• _WHAT IS NEEDED_
Retype, character for character, the line containing "Where can you see the brown hen" along with each line after it through the end of the data, and only those.

• _DATA SHOWN_
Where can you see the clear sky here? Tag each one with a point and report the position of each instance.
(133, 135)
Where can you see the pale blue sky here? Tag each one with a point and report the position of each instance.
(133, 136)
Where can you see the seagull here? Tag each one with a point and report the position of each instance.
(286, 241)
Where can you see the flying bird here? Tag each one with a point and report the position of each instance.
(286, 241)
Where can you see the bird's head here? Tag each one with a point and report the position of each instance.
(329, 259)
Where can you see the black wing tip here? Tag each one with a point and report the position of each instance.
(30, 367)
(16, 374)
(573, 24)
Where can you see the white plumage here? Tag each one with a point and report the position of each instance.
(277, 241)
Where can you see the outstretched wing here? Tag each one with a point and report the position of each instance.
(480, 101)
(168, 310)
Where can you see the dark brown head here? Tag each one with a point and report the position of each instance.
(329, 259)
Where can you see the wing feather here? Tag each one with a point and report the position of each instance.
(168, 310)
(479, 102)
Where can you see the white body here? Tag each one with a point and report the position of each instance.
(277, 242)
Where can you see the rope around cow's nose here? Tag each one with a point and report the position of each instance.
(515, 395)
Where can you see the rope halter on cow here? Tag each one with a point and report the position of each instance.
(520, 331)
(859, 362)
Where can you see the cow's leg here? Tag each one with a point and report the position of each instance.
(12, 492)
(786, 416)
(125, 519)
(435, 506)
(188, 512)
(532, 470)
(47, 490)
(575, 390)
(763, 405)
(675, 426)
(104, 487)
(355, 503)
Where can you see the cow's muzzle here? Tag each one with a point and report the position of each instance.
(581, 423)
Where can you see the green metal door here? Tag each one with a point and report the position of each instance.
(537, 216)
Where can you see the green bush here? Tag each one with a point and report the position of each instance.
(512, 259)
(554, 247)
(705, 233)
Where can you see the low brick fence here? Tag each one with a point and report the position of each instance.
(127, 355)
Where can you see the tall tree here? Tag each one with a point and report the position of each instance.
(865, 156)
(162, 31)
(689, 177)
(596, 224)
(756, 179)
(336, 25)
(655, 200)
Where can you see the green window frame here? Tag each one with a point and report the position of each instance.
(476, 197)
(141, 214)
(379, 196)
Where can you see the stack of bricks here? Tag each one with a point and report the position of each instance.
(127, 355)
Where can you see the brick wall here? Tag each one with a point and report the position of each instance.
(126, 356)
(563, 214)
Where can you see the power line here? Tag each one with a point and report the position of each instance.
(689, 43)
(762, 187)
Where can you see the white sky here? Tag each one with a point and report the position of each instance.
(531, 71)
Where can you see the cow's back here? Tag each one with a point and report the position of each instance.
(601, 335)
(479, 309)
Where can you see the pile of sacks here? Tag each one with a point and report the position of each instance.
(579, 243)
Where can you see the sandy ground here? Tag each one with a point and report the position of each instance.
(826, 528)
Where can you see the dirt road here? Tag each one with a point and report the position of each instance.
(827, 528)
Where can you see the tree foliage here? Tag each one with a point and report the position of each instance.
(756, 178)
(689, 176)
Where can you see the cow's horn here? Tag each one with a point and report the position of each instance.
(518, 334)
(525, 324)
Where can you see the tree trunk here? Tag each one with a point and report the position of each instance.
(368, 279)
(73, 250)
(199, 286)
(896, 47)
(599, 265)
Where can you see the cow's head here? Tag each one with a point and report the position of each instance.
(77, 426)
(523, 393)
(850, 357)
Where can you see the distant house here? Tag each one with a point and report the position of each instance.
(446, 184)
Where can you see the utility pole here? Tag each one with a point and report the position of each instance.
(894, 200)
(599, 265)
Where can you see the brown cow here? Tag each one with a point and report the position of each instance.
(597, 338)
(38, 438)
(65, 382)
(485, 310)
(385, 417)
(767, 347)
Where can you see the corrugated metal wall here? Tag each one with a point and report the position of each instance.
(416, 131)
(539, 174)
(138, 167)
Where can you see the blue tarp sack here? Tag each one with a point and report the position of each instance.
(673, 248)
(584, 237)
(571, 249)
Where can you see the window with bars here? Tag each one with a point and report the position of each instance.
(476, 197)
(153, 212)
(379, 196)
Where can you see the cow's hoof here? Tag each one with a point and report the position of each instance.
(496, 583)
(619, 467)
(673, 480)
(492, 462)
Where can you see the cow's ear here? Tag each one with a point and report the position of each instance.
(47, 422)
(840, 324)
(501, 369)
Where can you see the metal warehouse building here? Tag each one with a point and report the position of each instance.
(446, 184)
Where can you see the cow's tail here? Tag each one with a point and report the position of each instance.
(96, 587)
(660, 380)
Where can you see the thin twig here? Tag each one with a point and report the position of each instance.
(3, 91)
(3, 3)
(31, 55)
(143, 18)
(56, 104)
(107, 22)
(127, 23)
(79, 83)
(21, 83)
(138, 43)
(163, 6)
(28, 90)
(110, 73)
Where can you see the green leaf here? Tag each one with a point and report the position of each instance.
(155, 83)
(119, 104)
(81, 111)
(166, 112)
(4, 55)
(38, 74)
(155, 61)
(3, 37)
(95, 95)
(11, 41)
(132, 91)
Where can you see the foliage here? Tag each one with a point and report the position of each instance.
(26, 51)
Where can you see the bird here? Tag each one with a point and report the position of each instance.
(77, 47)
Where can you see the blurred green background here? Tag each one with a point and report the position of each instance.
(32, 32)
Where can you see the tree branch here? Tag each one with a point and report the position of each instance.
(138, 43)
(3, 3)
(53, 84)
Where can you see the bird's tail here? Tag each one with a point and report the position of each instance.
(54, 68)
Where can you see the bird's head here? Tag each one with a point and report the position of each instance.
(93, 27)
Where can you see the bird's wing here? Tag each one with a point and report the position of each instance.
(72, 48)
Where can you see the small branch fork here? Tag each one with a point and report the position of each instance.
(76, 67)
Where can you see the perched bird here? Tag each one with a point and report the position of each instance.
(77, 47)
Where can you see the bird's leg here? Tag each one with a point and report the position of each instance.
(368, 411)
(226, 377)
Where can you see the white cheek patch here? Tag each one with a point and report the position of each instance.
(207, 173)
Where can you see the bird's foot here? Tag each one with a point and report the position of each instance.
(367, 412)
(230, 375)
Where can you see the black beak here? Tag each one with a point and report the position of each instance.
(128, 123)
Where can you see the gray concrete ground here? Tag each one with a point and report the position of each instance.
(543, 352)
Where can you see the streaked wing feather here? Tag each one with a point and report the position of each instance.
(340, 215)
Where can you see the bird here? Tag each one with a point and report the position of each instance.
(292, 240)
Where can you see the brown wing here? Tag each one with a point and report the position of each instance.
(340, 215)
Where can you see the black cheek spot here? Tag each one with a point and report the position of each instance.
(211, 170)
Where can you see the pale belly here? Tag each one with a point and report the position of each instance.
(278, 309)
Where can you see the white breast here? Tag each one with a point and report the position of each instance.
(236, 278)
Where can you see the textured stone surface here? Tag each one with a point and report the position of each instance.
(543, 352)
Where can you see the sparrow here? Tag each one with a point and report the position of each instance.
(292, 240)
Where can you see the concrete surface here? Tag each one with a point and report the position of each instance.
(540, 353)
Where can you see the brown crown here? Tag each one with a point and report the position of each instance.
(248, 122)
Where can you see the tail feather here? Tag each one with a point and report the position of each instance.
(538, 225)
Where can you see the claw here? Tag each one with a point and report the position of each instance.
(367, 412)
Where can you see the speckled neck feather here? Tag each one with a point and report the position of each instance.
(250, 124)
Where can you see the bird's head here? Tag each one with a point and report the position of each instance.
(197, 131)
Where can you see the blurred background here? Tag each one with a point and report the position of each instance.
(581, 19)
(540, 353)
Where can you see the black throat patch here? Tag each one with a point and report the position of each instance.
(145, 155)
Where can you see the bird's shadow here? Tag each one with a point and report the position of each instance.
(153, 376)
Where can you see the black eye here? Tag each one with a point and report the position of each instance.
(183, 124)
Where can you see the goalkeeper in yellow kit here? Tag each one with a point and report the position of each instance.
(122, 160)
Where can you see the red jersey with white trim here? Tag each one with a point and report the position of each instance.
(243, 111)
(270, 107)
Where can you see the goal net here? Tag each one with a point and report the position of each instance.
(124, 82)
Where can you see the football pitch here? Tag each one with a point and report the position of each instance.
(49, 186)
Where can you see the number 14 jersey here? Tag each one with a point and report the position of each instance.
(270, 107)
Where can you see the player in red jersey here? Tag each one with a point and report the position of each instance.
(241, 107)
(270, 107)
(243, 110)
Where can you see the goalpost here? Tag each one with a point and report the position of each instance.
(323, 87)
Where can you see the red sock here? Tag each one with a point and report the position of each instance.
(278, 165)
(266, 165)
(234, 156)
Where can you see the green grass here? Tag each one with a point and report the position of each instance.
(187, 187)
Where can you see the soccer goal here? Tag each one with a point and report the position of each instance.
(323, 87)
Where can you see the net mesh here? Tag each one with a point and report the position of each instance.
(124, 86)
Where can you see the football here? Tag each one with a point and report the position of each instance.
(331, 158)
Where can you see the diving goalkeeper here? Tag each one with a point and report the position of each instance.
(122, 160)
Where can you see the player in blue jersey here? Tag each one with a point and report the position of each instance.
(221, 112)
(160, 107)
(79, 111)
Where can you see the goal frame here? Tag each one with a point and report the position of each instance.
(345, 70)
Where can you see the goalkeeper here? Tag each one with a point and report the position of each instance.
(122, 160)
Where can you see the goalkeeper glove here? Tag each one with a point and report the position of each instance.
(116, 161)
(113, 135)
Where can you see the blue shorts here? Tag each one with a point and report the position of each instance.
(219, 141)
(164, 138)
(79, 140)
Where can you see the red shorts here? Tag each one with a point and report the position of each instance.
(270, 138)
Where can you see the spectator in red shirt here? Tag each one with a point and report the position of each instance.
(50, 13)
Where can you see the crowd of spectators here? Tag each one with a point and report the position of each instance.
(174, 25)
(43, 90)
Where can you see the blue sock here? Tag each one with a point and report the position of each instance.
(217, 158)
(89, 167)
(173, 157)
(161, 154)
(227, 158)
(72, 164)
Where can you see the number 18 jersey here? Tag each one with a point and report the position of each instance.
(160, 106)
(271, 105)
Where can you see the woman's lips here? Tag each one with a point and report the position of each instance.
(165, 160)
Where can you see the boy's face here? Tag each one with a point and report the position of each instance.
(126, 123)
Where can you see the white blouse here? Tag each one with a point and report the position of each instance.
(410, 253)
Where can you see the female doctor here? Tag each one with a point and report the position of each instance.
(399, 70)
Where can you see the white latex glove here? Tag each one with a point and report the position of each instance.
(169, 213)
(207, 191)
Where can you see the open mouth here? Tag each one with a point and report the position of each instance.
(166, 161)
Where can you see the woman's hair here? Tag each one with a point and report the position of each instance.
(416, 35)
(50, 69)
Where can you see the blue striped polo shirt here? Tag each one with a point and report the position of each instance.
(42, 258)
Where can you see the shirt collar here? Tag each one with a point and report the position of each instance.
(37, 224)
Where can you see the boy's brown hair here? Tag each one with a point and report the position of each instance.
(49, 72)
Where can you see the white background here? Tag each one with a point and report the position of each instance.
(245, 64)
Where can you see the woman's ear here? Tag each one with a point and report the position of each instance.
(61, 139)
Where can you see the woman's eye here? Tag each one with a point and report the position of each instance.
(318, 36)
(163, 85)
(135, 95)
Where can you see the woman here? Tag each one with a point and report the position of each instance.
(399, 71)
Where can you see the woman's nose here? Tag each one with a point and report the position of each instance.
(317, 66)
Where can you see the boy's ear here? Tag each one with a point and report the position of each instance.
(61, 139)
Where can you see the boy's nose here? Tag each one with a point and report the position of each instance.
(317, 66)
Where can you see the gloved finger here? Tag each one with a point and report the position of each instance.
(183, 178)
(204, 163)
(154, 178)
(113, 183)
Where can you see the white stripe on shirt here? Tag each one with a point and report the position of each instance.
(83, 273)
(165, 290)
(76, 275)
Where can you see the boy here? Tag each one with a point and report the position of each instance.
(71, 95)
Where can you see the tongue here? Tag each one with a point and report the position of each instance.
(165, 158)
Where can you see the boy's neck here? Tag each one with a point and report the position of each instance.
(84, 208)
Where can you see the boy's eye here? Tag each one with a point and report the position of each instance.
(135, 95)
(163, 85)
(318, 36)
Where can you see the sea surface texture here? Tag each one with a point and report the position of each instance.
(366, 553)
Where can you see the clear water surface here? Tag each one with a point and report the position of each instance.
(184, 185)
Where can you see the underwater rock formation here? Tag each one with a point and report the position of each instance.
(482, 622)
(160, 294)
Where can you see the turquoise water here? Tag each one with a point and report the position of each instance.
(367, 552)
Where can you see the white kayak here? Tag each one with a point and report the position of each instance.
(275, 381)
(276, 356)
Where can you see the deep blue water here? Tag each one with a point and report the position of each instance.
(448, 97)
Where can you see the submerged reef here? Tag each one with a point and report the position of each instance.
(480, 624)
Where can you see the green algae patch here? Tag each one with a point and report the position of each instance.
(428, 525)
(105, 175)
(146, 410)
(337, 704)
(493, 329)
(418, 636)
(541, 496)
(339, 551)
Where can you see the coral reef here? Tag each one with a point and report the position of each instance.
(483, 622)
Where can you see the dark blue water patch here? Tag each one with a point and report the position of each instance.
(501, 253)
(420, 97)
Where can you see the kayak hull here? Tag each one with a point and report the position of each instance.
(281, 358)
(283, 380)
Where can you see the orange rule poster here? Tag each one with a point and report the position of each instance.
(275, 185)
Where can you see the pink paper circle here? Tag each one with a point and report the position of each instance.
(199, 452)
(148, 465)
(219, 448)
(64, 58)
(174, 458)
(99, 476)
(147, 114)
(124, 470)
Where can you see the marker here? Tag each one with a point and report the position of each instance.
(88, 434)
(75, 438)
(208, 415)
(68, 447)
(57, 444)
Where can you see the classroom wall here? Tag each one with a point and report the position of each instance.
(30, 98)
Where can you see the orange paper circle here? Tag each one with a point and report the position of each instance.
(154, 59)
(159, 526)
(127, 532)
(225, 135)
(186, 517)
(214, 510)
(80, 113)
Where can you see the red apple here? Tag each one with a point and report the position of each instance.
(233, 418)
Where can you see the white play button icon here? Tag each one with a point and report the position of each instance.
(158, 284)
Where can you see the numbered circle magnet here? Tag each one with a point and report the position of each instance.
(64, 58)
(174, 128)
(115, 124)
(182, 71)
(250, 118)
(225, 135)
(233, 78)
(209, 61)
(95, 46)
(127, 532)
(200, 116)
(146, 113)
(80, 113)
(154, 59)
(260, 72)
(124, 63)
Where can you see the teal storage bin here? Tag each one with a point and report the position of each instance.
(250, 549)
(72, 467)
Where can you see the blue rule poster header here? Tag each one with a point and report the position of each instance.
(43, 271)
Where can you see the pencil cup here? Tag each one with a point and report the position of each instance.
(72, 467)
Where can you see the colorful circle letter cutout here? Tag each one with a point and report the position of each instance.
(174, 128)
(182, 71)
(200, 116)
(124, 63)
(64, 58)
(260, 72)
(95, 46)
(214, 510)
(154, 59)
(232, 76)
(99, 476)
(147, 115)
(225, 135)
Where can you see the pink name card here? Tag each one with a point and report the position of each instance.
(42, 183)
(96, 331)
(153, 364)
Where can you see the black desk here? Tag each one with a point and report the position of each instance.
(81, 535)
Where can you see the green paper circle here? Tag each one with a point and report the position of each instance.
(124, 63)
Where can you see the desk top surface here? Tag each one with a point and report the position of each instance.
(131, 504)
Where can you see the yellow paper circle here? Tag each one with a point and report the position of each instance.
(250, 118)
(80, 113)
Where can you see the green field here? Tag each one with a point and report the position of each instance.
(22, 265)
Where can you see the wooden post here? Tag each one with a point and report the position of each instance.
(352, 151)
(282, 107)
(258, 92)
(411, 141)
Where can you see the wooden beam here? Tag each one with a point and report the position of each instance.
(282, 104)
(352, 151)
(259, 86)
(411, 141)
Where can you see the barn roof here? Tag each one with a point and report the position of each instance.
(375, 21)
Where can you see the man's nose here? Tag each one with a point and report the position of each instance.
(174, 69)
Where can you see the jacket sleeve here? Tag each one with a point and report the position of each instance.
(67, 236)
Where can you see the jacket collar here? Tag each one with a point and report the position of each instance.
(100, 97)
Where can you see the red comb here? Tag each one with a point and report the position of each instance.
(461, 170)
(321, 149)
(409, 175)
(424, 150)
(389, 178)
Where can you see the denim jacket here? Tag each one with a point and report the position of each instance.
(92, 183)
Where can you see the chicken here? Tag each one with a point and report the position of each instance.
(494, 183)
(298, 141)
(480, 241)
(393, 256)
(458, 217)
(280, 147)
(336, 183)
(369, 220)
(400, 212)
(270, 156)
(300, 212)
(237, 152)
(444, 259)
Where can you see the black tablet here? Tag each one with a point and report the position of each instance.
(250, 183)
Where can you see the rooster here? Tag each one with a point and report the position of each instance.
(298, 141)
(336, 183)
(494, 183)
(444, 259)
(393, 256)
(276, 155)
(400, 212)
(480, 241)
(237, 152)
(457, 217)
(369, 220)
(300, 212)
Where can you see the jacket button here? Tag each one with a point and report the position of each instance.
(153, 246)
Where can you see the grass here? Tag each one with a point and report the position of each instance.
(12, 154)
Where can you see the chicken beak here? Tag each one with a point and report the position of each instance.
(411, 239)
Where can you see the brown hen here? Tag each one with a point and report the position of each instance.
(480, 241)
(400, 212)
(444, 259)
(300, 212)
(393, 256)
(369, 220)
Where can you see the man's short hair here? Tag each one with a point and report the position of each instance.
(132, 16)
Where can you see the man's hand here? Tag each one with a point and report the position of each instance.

• _EXERCISE RESPONSE_
Where can you see the brown hen here? Tag each one with a point and report the position of each instance.
(480, 241)
(400, 212)
(444, 259)
(300, 212)
(393, 256)
(369, 220)
Where can you see the man's short hair here? Tag each one with a point and report the position of each instance.
(132, 16)
Where can you see the man's hand here? Tag each one with a point and report the position of each instance.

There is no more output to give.